## Pointing records

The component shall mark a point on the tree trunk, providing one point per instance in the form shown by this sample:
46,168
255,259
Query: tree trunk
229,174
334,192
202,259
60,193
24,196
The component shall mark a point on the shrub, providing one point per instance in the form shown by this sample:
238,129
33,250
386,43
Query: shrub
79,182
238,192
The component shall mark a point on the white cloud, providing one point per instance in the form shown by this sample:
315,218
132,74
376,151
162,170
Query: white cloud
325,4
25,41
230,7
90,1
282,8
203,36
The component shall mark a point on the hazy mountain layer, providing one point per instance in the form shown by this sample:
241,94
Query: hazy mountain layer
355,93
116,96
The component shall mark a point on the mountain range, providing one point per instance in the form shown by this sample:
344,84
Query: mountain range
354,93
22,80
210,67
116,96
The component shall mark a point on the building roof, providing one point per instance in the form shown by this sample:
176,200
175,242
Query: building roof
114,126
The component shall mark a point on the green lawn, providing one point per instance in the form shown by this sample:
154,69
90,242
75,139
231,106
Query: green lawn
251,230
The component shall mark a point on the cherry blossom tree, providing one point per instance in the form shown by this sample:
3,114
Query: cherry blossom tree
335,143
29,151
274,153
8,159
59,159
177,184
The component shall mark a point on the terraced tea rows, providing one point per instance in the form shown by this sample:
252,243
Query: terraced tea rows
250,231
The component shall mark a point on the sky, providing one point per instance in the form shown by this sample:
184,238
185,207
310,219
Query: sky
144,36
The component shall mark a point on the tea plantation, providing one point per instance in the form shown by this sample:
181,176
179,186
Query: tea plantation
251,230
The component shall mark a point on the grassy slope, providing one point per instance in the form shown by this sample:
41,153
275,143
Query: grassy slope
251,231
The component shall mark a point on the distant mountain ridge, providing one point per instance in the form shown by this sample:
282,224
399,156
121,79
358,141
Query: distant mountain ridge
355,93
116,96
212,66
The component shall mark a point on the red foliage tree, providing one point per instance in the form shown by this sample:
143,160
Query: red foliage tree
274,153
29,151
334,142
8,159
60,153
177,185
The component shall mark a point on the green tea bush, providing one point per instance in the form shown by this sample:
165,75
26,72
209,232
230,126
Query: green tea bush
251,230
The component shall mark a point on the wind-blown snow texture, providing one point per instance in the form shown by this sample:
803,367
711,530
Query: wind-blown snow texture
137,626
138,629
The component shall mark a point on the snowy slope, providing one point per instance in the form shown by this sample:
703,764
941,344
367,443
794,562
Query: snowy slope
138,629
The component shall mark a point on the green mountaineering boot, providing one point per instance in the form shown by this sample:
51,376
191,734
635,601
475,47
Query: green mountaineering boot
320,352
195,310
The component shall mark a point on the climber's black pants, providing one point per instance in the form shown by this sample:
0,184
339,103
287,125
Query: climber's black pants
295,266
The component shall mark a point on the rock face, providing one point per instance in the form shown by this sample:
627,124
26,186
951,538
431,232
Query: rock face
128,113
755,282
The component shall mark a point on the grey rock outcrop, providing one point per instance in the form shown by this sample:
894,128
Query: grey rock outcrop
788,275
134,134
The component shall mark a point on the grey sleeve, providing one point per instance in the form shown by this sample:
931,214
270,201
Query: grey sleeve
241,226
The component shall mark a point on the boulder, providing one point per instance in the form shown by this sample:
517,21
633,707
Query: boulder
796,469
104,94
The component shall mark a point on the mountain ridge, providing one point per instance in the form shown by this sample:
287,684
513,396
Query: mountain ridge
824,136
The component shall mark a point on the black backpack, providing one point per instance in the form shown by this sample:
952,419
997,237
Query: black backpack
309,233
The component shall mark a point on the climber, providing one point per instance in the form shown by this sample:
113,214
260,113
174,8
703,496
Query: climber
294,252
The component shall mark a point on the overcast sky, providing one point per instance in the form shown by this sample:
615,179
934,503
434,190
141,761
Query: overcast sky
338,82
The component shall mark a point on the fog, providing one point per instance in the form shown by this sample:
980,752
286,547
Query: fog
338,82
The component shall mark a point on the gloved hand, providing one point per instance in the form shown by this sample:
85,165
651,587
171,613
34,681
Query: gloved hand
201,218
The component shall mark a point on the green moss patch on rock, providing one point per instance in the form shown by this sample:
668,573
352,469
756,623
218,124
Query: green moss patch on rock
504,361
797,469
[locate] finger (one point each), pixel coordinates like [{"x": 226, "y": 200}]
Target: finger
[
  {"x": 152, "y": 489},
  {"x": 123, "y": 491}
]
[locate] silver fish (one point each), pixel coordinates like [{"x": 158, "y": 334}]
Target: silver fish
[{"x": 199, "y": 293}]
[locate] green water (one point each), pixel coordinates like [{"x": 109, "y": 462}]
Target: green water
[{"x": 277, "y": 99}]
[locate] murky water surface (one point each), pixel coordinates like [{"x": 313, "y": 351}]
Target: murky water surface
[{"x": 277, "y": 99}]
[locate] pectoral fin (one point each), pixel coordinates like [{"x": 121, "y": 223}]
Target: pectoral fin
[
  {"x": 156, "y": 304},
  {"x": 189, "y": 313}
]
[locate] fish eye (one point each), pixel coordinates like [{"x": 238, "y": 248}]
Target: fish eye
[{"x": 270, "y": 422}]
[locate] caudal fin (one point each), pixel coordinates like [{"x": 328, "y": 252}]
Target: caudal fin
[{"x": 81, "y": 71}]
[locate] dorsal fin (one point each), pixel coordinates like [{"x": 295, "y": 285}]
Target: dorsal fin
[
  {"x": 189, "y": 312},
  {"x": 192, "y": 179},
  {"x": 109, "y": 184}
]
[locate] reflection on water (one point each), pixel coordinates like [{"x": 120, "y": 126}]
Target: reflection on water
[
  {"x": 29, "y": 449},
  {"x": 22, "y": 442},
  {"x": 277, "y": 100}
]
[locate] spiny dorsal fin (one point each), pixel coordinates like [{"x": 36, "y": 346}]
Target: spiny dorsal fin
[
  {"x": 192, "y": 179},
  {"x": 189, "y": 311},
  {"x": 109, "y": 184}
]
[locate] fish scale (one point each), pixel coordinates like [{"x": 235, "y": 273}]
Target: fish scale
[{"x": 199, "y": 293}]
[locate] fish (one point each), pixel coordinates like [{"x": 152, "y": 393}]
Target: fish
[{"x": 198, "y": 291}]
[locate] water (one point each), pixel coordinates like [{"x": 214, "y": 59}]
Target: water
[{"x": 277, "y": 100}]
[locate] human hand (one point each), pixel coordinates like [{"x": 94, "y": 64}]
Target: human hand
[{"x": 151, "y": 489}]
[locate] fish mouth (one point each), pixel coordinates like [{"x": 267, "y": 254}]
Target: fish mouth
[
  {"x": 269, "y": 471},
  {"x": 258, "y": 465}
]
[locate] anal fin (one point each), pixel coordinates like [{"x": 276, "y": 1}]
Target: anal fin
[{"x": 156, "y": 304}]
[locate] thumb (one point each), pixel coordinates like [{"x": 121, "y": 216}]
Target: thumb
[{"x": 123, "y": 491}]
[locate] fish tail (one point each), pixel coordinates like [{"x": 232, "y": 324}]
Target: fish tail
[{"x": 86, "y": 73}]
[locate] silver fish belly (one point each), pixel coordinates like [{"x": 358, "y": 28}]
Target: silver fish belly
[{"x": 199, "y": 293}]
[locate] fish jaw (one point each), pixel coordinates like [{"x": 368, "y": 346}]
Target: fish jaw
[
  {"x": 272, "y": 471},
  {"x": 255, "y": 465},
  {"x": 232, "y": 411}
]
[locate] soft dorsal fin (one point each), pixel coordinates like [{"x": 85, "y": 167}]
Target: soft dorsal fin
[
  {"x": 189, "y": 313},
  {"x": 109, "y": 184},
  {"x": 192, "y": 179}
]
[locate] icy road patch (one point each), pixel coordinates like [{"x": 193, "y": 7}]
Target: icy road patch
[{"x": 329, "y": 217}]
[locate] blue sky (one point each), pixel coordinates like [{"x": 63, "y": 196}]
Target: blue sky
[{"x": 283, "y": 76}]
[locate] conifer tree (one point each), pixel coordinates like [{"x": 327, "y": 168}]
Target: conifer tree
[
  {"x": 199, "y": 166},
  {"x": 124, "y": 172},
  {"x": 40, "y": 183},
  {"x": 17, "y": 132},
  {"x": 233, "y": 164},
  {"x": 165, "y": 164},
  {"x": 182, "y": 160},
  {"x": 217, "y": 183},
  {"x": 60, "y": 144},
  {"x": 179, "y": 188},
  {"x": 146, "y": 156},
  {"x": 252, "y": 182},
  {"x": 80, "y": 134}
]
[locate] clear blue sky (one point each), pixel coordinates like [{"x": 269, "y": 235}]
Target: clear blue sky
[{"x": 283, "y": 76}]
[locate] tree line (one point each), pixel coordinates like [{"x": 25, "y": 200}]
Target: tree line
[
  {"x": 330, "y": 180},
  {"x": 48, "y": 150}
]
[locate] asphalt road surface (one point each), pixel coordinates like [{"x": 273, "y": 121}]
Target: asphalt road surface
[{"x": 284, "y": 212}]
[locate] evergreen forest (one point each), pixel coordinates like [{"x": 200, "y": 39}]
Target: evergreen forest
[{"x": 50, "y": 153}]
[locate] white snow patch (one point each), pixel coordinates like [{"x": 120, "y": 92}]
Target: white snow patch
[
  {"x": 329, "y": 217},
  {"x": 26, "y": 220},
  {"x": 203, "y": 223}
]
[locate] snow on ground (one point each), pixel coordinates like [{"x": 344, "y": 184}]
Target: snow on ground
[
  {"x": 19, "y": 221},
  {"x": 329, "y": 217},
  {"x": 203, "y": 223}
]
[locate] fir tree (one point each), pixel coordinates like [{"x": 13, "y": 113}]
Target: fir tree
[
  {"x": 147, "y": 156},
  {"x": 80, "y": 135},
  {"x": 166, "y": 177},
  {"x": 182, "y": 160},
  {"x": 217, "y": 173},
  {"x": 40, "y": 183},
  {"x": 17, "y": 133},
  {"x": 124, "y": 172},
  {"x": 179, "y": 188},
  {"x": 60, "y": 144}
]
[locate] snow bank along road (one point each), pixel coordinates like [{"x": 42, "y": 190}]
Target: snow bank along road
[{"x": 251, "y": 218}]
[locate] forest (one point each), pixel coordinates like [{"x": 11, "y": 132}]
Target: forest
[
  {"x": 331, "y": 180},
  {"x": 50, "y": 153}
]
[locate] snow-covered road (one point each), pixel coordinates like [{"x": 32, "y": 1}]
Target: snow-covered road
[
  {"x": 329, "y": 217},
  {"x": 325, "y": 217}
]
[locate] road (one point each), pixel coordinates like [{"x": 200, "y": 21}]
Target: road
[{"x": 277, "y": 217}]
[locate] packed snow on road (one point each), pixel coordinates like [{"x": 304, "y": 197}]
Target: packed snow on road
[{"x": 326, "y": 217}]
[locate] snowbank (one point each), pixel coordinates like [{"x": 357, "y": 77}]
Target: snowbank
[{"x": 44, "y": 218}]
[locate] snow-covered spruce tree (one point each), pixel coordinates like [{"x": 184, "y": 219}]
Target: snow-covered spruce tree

## Instructions for the task
Quote exactly what appears from the line containing "[locate] tree line" through the final line of the listing above, including both of those lines.

## Task solution
[locate] tree line (one point each), pixel coordinates like [{"x": 25, "y": 200}]
Target: tree line
[
  {"x": 330, "y": 180},
  {"x": 48, "y": 150}
]
[locate] asphalt road surface (one point each), pixel coordinates like [{"x": 273, "y": 121}]
Target: asphalt road surface
[{"x": 284, "y": 212}]
[locate] evergreen forest (one point each), pixel coordinates like [{"x": 200, "y": 39}]
Target: evergreen forest
[{"x": 50, "y": 153}]
[locate] white snow patch (one point each), pixel coordinates like [{"x": 120, "y": 92}]
Target: white snow patch
[
  {"x": 329, "y": 217},
  {"x": 26, "y": 220},
  {"x": 203, "y": 223}
]
[locate] snow on ground (one point each), pixel coordinates like [{"x": 344, "y": 184}]
Target: snow on ground
[
  {"x": 19, "y": 221},
  {"x": 329, "y": 217},
  {"x": 203, "y": 223}
]
[locate] fir tree (one point each), pixel coordinates like [{"x": 13, "y": 113}]
Target: fir tree
[
  {"x": 147, "y": 156},
  {"x": 80, "y": 135},
  {"x": 166, "y": 177},
  {"x": 182, "y": 160},
  {"x": 217, "y": 173},
  {"x": 40, "y": 183},
  {"x": 17, "y": 133},
  {"x": 124, "y": 172},
  {"x": 179, "y": 188},
  {"x": 60, "y": 144}
]
[locate] snow bank along road (one point each), pixel coordinates like [{"x": 42, "y": 190}]
Target: snow bank along road
[{"x": 251, "y": 218}]
[locate] forest (one point each), pixel coordinates like [{"x": 11, "y": 132}]
Target: forest
[
  {"x": 331, "y": 180},
  {"x": 50, "y": 153}
]
[locate] snow-covered road (one point each), pixel coordinates like [{"x": 32, "y": 1}]
Target: snow-covered road
[
  {"x": 329, "y": 217},
  {"x": 325, "y": 217}
]
[locate] road (one point each), pixel coordinates like [{"x": 200, "y": 21}]
Target: road
[{"x": 277, "y": 217}]
[locate] packed snow on road (one point each), pixel coordinates like [{"x": 304, "y": 197}]
Target: packed snow on road
[{"x": 326, "y": 217}]
[locate] snowbank (one point each), pixel coordinates like [{"x": 357, "y": 77}]
Target: snowbank
[{"x": 44, "y": 218}]
[locate] snow-covered spruce tree (one point each), pixel coordinates like [{"x": 184, "y": 219}]
Target: snow-covered spruce tree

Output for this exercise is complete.